Object location annotation data

::::::::

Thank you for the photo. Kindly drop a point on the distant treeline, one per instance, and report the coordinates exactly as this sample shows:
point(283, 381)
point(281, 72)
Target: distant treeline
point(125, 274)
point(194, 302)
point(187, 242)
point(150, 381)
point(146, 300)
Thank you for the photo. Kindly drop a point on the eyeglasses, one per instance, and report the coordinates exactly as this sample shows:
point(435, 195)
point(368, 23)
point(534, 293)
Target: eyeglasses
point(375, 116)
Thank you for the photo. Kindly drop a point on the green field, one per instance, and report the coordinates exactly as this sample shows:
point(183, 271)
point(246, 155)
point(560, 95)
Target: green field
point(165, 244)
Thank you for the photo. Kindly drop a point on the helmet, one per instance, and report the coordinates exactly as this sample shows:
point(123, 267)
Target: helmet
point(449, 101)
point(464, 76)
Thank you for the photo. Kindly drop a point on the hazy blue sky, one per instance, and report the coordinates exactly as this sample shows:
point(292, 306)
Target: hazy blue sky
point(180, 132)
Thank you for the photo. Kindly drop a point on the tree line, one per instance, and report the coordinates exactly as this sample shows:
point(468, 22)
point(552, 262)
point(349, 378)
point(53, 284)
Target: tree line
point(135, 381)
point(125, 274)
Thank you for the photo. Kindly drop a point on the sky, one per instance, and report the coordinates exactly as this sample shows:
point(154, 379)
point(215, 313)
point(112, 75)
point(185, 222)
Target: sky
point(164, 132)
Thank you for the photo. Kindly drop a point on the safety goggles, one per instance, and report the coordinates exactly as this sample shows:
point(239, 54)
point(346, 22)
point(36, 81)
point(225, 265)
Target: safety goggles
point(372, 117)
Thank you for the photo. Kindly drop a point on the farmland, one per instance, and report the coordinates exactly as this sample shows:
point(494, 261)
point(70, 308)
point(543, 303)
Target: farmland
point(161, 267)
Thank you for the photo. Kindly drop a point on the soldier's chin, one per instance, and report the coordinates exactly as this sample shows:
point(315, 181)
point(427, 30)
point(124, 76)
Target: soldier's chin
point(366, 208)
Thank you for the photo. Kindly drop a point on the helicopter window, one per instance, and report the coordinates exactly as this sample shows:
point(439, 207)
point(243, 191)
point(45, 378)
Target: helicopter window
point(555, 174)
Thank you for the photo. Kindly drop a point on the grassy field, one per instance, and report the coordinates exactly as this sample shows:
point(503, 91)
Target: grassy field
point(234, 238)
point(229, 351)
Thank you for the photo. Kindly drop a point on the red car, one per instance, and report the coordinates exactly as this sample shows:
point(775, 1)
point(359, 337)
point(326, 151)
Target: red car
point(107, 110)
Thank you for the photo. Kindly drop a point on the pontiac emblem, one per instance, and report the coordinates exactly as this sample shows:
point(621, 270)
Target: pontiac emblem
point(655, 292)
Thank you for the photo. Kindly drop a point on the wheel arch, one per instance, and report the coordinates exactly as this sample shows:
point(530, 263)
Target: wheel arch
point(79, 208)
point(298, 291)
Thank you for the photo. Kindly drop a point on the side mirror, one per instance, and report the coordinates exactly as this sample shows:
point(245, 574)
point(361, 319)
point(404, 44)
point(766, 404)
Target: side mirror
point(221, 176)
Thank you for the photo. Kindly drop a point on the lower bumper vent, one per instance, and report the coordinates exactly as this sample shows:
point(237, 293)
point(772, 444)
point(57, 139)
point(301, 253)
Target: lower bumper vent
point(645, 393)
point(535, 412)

::::::::

**Exercise prompt**
Please recast every line of the entries above as a numbered list, omitting any blank lines.

**Task solution**
1. Thank you for the photo. Kindly drop a point on the distant treeline, one per instance, and report the coordinates exactly as this sample shows:
2. point(283, 381)
3. point(281, 72)
4. Target: distant treeline
5. point(125, 274)
6. point(194, 302)
7. point(187, 242)
8. point(150, 381)
9. point(146, 300)
10. Thank you for the photo. Kindly drop a point on the eyeglasses, one per instance, and report the coordinates exactly as this sample shows:
11. point(435, 195)
12. point(368, 23)
13. point(534, 293)
14. Target: eyeglasses
15. point(375, 116)
16. Thank you for the photo. Kindly drop a point on the green field, one per instance, and report the coordinates exactly as this sample shows:
17. point(183, 271)
18. point(246, 155)
19. point(560, 95)
20. Target: green field
21. point(165, 244)
22. Thank you for the photo. Kindly drop a point on the helmet, one per instance, and report the coordinates exactly as this sample shows:
23. point(123, 267)
24. Target: helmet
25. point(449, 101)
26. point(464, 76)
27. Thank you for the photo. Kindly drop a point on the hazy blue sky, one per instance, and report the coordinates exactly as this sample shows:
28. point(292, 306)
29. Target: hazy blue sky
30. point(180, 132)
31. Thank you for the photo. Kindly drop a point on the tree line, one per instance, and report the coordinates exactly as this sample shows:
32. point(468, 22)
33. point(552, 262)
34. point(349, 378)
35. point(53, 284)
36. Target: tree line
37. point(135, 381)
38. point(125, 274)
39. Thank you for the photo. Kindly drop a point on the sky, one per instance, and report the coordinates exactly as this sample shows:
40. point(154, 379)
41. point(215, 313)
42. point(112, 75)
43. point(185, 222)
44. Target: sky
45. point(164, 132)
46. Thank you for the photo. Kindly drop a point on the safety goggles, one per instance, and report the coordinates exactly as this sample shows:
47. point(239, 54)
48. point(346, 22)
49. point(36, 81)
50. point(225, 265)
51. Target: safety goggles
52. point(372, 117)
53. Thank you for the photo. Kindly drop a point on the farmland, one per instance, and report the coordinates exactly as this sample shows:
54. point(494, 261)
55. point(70, 308)
56. point(543, 303)
57. Target: farmland
58. point(161, 267)
59. Thank you for the photo. Kindly drop a point on the soldier's chin, one per instance, and report the coordinates exactly as this sample shows:
60. point(315, 181)
61. point(427, 30)
62. point(124, 76)
63. Target: soldier's chin
64. point(366, 208)
65. Thank you for the photo. Kindly drop a point on the helicopter window, one per instance, and report the coordinates exactly as this sample shows:
66. point(439, 207)
67. point(243, 191)
68. point(45, 378)
69. Target: helicopter window
70. point(555, 174)
71. Thank you for the photo. Kindly drop a point on the grassy field, one per instance, and report the coordinates exactly as this sample shows:
72. point(503, 91)
73. Target: grassy field
74. point(234, 238)
75. point(229, 351)
76. Thank you for the photo. Kindly drop a point on the red car, one per instance, and report the coordinates exactly as this sample shows:
77. point(775, 1)
78. point(359, 337)
79. point(326, 151)
80. Target: red car
81. point(107, 110)
82. Thank you for the photo. Kindly drop a point on the pontiac emblem, one per instance, and report the coordinates exactly as this sample shows:
83. point(621, 270)
84. Target: pontiac emblem
85. point(655, 292)
86. Thank you for the photo. Kindly drop a point on the wheel arch, one per instance, and report the coordinates exactly as this sample shows:
87. point(530, 263)
88. Target: wheel arch
89. point(79, 208)
90. point(298, 291)
91. Thank you for the photo. Kindly drop a point on the side mirror, one per instance, and report the coordinates exactly as this sample shows:
92. point(245, 574)
93. point(361, 319)
94. point(404, 44)
95. point(766, 404)
96. Target: side mirror
97. point(221, 176)
98. Thank you for the photo. Kindly drop a point on the lower bumper vent, one per instance, and report the coordinates exactly as this sample shows:
99. point(237, 293)
100. point(772, 444)
101. point(57, 139)
102. point(301, 253)
103. Target: lower bumper vent
104. point(645, 393)
105. point(535, 412)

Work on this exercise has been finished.